## Exercise material:
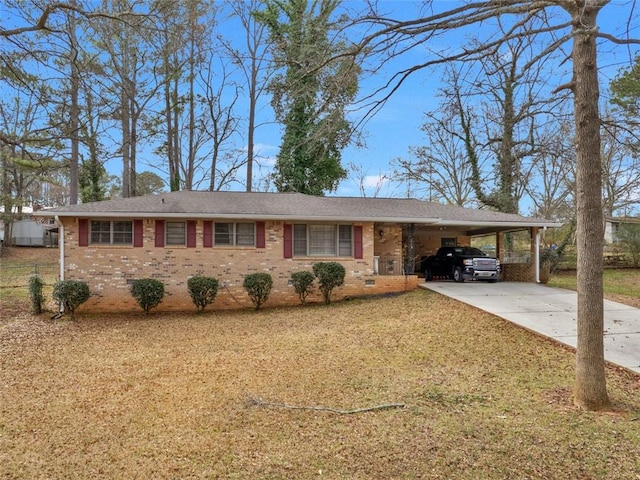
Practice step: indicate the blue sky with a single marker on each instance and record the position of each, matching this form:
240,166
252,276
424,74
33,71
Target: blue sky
397,126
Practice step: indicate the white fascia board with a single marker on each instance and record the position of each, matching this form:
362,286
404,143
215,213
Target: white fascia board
509,224
241,216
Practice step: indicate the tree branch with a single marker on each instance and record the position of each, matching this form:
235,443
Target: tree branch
259,402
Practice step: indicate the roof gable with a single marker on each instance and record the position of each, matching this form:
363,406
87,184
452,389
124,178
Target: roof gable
289,207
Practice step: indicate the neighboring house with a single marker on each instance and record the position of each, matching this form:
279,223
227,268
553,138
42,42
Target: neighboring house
30,233
227,235
612,225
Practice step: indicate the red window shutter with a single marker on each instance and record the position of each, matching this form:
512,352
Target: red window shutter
83,232
357,241
191,234
137,233
288,240
260,235
207,233
159,233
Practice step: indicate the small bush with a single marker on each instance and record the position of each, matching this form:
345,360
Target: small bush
302,282
203,291
330,275
36,284
71,294
148,292
258,286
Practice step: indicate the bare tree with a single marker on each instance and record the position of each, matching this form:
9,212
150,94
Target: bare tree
441,171
621,168
579,29
368,185
552,183
253,61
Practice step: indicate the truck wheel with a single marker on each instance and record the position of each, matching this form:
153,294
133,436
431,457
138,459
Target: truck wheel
428,276
457,275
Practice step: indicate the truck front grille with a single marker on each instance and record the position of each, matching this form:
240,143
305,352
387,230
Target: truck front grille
484,263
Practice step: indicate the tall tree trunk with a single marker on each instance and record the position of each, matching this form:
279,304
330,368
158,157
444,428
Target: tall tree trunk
590,387
74,110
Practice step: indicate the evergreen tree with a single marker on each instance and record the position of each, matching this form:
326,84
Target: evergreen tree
310,95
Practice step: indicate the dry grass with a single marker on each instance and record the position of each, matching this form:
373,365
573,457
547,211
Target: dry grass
174,396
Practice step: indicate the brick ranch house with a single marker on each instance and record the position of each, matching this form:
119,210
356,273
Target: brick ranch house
227,235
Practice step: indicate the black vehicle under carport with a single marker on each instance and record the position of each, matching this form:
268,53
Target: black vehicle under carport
460,264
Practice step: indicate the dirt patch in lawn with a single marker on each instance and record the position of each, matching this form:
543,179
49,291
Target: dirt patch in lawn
212,396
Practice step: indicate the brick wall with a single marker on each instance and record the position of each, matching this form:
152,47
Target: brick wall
108,269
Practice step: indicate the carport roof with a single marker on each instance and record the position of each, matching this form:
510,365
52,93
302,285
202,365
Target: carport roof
293,207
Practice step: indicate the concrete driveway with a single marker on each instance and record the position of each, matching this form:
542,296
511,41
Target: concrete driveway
552,313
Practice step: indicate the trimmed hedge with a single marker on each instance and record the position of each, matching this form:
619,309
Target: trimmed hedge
203,291
148,292
302,282
330,275
71,294
258,287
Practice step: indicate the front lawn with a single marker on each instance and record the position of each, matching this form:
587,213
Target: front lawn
213,396
620,284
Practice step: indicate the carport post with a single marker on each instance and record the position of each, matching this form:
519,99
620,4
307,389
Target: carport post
537,252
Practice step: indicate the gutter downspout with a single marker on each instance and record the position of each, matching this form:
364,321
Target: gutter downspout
61,247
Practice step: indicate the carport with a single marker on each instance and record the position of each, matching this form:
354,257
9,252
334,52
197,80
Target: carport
517,246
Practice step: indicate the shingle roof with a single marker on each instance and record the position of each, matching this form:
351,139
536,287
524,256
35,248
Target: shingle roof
290,207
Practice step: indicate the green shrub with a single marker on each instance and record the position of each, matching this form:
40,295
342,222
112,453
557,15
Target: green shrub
203,291
302,282
36,284
330,275
258,286
148,292
71,294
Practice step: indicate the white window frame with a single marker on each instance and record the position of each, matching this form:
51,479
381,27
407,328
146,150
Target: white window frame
237,237
334,245
170,240
113,233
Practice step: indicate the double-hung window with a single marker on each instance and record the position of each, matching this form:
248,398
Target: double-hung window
322,240
239,234
176,233
105,232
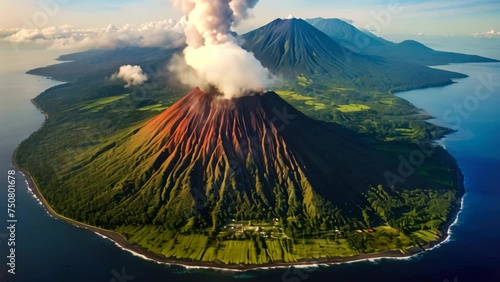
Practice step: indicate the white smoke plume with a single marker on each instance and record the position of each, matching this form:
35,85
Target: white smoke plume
213,51
131,75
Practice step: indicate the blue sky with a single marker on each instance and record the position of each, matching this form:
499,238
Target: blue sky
456,17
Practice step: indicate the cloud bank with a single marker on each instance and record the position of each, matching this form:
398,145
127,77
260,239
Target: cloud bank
489,34
213,55
131,75
167,34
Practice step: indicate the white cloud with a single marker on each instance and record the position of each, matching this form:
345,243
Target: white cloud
131,75
167,34
489,34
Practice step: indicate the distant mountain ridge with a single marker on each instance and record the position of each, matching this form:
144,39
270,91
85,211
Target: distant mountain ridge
293,47
407,51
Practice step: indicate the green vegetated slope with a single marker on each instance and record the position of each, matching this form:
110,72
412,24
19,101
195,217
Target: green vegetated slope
108,179
81,163
407,51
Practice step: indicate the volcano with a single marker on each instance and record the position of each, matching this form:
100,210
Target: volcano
207,159
294,47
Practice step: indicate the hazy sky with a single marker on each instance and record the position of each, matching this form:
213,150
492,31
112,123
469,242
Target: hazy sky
457,17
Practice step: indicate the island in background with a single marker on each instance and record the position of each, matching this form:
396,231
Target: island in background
92,115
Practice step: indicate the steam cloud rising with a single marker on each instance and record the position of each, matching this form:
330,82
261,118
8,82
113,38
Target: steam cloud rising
213,51
131,75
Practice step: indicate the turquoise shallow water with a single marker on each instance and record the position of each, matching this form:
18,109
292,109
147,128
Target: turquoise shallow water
50,250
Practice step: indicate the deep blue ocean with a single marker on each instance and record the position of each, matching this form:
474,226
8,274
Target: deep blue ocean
49,250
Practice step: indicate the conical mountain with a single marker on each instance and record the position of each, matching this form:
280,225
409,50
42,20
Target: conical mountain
346,34
207,159
294,44
294,47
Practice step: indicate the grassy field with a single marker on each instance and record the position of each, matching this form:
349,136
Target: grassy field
352,108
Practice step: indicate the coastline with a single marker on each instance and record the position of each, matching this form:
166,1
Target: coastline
136,250
143,253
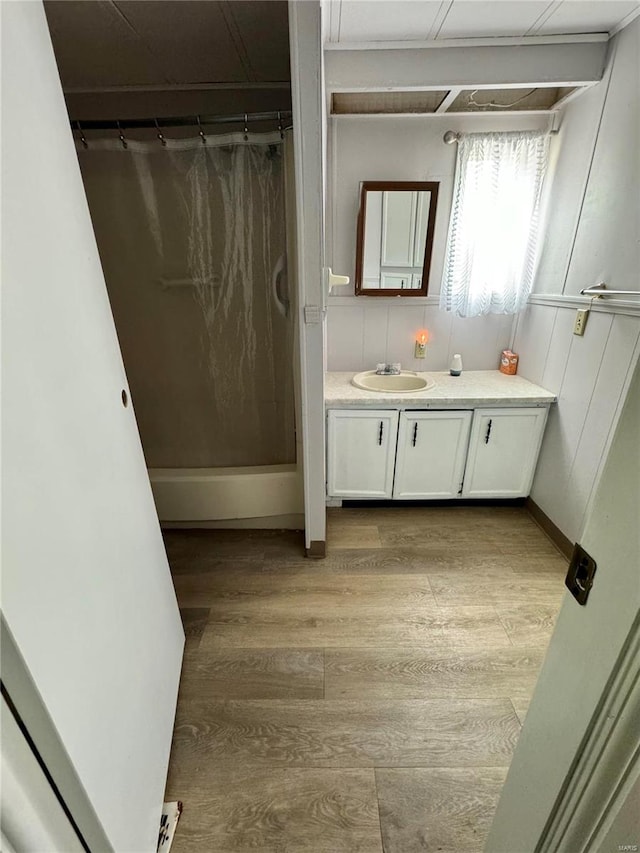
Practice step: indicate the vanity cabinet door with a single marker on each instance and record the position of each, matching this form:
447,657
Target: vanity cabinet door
503,452
432,448
361,453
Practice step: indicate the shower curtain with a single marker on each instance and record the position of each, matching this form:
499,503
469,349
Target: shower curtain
192,243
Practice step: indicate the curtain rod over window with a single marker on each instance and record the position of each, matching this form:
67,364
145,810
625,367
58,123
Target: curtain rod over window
180,121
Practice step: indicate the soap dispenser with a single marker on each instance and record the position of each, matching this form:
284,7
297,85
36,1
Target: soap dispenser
455,369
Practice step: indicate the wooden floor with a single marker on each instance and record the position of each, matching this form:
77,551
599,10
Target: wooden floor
367,702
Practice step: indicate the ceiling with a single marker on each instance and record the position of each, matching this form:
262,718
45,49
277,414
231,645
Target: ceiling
163,43
356,21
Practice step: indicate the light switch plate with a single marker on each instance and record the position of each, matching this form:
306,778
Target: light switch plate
581,321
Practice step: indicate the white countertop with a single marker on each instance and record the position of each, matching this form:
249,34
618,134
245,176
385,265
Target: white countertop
474,388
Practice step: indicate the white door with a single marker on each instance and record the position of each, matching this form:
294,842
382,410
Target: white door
86,590
309,133
503,450
574,703
31,818
361,453
432,448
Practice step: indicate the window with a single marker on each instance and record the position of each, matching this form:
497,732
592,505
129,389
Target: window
493,233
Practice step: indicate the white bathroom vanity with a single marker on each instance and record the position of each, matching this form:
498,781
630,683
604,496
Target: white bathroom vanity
477,435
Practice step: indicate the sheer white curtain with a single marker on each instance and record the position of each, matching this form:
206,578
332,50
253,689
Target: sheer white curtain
495,217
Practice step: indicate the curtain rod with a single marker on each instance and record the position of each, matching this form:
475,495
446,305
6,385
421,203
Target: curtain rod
179,121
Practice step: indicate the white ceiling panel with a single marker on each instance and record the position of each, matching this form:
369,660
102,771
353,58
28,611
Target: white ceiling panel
428,20
473,19
577,16
387,20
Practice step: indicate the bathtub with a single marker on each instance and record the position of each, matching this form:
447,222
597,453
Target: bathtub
258,496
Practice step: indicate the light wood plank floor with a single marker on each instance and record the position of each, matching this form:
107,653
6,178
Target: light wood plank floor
367,702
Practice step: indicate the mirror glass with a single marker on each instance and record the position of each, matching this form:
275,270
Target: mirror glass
395,237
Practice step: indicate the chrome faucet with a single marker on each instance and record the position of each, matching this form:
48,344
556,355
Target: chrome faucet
392,369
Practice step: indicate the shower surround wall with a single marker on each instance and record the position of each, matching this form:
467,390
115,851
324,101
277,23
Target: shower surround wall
192,239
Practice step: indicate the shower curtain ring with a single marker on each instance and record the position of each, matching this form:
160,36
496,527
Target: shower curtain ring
82,136
201,131
121,136
160,134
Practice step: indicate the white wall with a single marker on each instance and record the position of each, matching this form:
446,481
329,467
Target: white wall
592,234
362,331
86,589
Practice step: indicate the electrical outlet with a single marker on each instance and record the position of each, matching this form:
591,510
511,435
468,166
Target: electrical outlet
581,321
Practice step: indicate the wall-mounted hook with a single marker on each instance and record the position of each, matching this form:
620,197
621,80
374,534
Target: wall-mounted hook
121,136
160,134
201,131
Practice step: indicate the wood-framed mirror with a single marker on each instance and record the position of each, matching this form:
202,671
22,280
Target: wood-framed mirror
396,223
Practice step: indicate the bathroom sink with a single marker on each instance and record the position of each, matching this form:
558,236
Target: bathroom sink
396,383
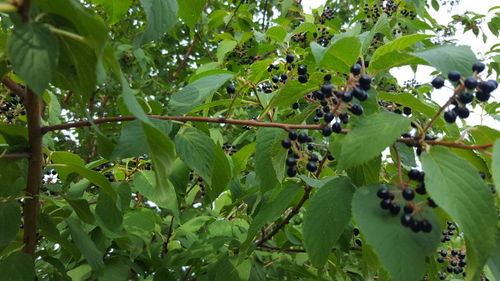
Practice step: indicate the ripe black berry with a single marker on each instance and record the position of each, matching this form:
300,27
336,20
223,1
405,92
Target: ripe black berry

## How to complete this task:
Pull out every line of the records that includes the string "berry".

## Response area:
Practice step: indicate the ripe black berry with a single marker on each instance and record the position of each, matching this form:
Target: ripe black berry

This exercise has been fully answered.